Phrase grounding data
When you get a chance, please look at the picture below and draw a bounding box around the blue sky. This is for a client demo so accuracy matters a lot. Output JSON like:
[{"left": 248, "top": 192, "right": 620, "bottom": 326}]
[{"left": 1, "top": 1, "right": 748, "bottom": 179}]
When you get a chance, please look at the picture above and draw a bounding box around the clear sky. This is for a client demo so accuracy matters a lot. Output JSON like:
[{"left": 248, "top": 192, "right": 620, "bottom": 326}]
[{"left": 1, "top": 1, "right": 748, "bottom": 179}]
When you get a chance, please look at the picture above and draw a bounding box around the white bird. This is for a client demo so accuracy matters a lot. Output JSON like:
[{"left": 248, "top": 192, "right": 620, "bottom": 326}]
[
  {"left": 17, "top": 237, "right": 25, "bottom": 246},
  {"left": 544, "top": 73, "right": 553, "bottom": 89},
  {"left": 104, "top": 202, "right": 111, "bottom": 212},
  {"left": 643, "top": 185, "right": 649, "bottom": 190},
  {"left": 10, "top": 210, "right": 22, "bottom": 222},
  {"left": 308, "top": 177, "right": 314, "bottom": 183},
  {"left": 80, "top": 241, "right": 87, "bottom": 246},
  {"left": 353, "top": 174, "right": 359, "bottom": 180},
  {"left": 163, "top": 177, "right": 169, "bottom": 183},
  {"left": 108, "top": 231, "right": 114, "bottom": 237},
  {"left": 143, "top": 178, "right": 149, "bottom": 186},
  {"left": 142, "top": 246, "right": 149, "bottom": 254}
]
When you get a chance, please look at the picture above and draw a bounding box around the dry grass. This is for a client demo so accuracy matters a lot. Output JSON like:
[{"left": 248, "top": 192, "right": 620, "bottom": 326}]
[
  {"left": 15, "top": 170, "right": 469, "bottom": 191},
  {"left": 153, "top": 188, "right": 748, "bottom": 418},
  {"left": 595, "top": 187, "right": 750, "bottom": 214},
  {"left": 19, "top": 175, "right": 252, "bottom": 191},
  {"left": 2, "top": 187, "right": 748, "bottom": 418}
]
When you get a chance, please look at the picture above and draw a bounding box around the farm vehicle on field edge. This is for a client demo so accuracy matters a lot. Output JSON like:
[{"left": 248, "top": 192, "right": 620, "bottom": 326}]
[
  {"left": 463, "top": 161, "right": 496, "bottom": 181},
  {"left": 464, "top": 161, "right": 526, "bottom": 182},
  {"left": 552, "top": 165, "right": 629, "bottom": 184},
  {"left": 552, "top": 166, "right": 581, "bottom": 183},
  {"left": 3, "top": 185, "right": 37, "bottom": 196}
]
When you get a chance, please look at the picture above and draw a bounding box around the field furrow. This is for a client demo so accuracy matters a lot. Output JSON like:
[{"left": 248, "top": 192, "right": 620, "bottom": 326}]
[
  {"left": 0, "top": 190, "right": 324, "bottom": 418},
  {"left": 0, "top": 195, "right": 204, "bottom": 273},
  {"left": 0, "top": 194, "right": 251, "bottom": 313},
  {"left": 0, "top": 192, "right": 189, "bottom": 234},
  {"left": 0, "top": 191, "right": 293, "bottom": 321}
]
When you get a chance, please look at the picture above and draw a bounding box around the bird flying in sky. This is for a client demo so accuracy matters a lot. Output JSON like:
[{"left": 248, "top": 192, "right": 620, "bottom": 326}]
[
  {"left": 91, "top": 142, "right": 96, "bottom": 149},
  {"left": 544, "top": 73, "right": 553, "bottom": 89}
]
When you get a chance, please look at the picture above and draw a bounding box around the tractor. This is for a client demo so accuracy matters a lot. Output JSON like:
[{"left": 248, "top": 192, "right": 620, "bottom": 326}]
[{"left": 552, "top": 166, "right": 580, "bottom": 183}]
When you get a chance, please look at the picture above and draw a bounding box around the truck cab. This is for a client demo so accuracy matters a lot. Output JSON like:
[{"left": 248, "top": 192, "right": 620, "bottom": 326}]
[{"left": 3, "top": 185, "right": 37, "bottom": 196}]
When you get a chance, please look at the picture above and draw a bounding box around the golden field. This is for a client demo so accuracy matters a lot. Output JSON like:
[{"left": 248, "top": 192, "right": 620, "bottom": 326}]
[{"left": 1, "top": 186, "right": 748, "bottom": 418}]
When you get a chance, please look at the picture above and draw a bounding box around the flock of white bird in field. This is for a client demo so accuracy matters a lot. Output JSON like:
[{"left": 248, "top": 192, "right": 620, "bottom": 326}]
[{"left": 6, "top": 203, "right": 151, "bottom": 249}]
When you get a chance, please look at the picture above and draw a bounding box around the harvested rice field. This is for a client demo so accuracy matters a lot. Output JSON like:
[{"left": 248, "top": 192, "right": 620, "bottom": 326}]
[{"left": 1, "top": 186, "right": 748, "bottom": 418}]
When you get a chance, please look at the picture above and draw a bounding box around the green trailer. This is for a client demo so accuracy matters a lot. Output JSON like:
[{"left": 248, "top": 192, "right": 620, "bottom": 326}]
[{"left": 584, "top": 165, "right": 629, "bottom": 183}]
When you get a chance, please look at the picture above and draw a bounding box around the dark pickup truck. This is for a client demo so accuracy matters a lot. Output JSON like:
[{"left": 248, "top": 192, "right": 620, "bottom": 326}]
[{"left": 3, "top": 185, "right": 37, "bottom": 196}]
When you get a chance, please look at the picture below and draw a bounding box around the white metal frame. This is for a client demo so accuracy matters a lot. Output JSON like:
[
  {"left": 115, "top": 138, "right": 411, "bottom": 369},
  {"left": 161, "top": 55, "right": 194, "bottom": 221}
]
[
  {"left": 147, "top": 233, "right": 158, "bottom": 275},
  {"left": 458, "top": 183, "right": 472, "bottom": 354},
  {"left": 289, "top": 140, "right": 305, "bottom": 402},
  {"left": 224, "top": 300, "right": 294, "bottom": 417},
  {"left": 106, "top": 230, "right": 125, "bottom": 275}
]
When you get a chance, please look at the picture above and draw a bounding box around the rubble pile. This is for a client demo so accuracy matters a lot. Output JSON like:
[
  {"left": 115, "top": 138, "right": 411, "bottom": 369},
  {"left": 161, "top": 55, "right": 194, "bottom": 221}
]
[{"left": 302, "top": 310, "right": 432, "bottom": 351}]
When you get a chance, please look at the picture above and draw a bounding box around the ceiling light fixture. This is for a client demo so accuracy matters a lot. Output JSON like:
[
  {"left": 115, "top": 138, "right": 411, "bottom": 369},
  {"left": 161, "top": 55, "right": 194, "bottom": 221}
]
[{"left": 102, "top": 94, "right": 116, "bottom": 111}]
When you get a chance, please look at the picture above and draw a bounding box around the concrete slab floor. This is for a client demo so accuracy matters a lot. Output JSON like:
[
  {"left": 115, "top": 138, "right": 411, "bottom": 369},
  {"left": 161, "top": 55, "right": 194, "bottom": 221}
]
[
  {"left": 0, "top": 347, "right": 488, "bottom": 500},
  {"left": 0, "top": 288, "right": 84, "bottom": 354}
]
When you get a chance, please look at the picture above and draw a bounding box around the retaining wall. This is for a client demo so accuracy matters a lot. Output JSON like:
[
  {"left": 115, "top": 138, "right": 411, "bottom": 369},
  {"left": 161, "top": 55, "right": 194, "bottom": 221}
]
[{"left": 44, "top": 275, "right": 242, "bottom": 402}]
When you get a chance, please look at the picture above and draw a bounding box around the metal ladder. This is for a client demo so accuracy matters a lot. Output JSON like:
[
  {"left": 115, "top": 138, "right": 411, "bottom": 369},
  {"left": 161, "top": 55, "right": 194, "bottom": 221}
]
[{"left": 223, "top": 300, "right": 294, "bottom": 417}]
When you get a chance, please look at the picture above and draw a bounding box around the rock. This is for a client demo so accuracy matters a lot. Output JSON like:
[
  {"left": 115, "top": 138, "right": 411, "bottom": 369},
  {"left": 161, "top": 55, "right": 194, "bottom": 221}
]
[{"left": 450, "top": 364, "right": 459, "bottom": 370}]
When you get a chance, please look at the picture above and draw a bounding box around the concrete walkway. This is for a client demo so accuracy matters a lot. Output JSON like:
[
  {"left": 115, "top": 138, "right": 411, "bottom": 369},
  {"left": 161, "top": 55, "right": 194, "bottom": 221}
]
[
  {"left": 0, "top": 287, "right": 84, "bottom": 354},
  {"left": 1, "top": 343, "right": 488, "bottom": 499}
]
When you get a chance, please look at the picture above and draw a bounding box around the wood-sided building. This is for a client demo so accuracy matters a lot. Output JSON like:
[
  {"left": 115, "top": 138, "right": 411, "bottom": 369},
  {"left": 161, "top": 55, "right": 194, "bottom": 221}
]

### Exercise instructions
The lines of the data, from the first through the one containing "the white bird.", are to be transcribed exactly.

### Answer to the exercise
When you get a chance, please look at the picture below and draw a bounding box around the blue sky. This is for a client demo so accuracy matters a lot. Output JSON like:
[{"left": 248, "top": 192, "right": 620, "bottom": 326}]
[{"left": 1, "top": 1, "right": 748, "bottom": 179}]
When you get a chance, please look at the picture above and draw a bounding box around the clear sky. This is for a client demo so accuracy matters a lot. Output JSON like:
[{"left": 248, "top": 192, "right": 620, "bottom": 326}]
[{"left": 1, "top": 1, "right": 748, "bottom": 179}]
When you get a chance, please look at the picture above and draw a bounding box around the white bird. This is for a client demo so accuracy matters a lot. Output JSON like:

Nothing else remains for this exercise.